- VORLIEGENDER TEXT
'''
Verkürztes Video: Regierungskritik von Anton Hofreiter galt Ungarn, nicht Deutschland
Ein Videoausschnitt mit einer Aussage des Grünen-Politikers Anton Hofreiter verbreitet sich online. Darin sagt er, es gebe keine freien Wahlen und keine unabhängige Justiz. Nutzerinnen und Nutzer ziehen fälschlich den Schluss, er beziehe sich auf Deutschland. Doch Hofreiter sprach über Ungarn.
Hat Grünen-Politiker Anton Hofreiter behauptet, die deutsche Bundesregierung handle bewusst gegen freie Wahlen und eine unabhängige Justiz, damit die Regierungspolitiker nicht selbst vor Gericht müssten? Das suggerieren Beiträge mit einem Ausschnitt einer Rede Hofreiters, der auf Tiktok, Instagram und Telegram kursiert. Allein das Tiktok-Video hat eine halbe Million Aufrufe.
'''
- EINTRÄGE
'''
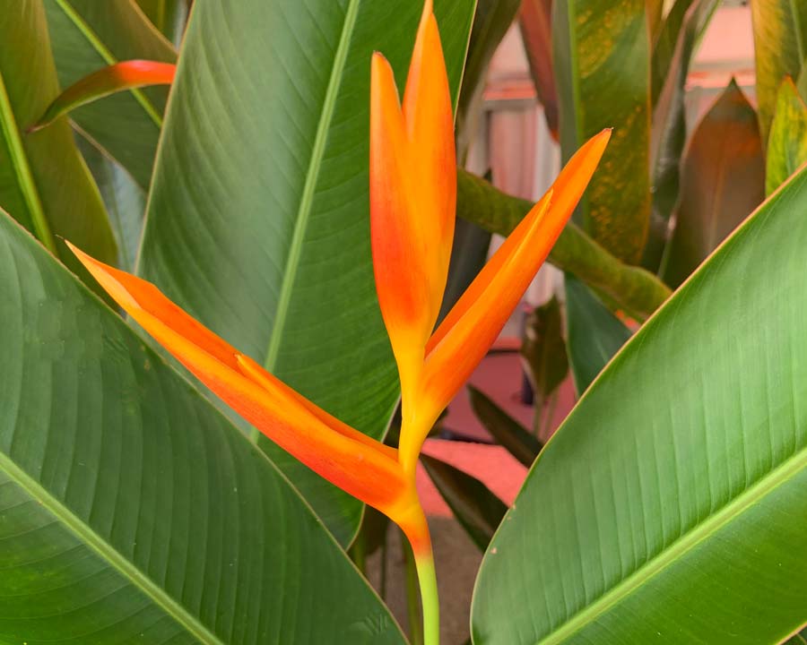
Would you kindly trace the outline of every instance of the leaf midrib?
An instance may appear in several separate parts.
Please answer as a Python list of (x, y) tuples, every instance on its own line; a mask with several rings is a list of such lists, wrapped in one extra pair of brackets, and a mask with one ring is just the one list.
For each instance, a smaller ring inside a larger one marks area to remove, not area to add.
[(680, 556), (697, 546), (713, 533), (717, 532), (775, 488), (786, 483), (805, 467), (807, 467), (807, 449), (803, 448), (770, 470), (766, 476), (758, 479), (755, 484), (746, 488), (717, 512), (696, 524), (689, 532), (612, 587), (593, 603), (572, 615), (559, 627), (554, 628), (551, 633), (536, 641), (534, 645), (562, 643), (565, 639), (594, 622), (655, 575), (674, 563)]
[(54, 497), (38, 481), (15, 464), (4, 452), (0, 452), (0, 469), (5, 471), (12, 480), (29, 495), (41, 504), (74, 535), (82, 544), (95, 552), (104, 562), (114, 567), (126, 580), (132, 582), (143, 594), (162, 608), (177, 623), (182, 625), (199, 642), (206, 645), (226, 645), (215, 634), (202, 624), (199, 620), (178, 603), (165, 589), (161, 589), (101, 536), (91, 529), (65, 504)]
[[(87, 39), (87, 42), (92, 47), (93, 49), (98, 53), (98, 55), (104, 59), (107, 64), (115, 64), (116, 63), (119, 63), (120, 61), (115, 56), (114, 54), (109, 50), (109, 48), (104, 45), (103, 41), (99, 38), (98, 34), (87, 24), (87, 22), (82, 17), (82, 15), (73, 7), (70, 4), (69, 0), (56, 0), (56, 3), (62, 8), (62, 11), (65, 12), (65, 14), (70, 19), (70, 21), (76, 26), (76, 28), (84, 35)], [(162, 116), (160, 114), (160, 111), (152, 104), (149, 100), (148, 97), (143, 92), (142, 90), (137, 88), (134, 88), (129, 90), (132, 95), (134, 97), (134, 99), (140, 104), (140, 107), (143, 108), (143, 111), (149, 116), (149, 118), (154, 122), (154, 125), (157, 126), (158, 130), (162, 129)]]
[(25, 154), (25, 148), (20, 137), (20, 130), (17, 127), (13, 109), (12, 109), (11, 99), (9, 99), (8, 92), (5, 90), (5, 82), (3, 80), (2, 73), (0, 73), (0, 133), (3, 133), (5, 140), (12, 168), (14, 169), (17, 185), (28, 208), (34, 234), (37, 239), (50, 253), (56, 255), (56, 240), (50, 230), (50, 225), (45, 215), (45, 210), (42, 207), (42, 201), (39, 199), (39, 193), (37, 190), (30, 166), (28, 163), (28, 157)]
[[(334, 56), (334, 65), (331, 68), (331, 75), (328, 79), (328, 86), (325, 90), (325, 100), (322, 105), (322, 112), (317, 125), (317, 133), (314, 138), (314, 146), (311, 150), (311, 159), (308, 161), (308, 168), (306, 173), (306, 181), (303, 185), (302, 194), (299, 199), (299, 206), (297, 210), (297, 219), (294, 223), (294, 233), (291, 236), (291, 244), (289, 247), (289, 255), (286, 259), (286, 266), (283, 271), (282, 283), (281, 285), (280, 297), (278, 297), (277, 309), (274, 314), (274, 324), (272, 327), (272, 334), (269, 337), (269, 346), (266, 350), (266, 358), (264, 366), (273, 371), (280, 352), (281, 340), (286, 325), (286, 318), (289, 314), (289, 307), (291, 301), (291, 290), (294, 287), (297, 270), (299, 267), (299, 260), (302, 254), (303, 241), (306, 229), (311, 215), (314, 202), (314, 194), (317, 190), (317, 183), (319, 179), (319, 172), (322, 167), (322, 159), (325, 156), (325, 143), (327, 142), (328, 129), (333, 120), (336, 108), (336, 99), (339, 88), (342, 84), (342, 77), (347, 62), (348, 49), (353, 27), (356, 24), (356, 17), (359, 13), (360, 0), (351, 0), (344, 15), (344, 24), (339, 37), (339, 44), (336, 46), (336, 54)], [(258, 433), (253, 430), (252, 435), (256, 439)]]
'''
'''
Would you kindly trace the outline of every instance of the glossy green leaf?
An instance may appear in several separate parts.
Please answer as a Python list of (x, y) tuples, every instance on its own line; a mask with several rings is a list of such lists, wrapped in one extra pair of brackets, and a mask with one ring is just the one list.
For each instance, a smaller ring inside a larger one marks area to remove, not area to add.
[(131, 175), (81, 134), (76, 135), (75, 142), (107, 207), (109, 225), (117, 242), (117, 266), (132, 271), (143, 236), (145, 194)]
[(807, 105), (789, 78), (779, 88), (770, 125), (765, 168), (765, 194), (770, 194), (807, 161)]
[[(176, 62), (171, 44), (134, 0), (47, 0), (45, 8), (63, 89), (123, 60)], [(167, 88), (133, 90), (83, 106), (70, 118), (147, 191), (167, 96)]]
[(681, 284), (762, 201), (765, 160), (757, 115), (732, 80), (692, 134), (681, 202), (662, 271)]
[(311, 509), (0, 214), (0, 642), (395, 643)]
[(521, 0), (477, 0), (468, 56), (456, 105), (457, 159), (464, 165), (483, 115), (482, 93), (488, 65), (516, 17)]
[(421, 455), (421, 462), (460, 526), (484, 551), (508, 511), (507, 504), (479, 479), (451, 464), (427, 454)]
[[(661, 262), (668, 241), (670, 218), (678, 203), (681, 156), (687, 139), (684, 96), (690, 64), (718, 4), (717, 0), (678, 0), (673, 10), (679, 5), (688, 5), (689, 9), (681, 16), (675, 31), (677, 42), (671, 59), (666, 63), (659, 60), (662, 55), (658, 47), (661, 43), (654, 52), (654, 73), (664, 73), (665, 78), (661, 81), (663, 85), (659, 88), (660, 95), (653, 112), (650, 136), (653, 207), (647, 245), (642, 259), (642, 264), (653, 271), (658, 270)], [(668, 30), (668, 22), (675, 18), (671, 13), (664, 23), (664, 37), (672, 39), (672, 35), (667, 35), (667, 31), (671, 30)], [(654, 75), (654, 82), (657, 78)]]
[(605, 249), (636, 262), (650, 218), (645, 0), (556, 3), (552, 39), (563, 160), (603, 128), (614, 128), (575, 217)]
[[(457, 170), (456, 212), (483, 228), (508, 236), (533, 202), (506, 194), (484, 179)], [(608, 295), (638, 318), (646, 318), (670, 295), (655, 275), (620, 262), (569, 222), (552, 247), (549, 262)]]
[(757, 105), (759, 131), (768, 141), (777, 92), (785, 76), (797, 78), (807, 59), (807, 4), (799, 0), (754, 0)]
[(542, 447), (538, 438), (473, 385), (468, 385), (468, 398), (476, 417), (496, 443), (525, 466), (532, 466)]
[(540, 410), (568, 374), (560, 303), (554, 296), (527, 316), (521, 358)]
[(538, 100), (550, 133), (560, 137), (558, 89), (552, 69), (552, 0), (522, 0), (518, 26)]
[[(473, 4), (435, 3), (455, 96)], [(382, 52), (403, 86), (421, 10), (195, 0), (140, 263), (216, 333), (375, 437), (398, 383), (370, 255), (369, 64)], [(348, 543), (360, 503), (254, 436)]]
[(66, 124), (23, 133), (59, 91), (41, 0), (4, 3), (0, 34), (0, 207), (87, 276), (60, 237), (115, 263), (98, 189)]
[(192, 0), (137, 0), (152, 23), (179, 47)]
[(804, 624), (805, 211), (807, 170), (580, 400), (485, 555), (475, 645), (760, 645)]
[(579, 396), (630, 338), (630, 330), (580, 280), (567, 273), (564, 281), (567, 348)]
'''
- GESTELLTE AUFGABE 1
Übersetze bitte den Satz „Allein das Tiktok-Video hat eine halbe Million Aufrufe.“ aus dem Faktencheck zum Hofreiter-Video ins Englische.
- GESTELLTE AUFGABE 2
Zähle alle Plattformen auf, auf denen laut dem Faktencheck zum Hofreiter-Video der Redeausschnitt kursiert.
Die Zeilen werden hier nicht gebraucht.

- ANTWORT ZUR AUFGABE 1
The TikTok video alone has half a million views.

- ANTWORT ZUR AUFGABE 2
Tiktok, Instagram, Telegram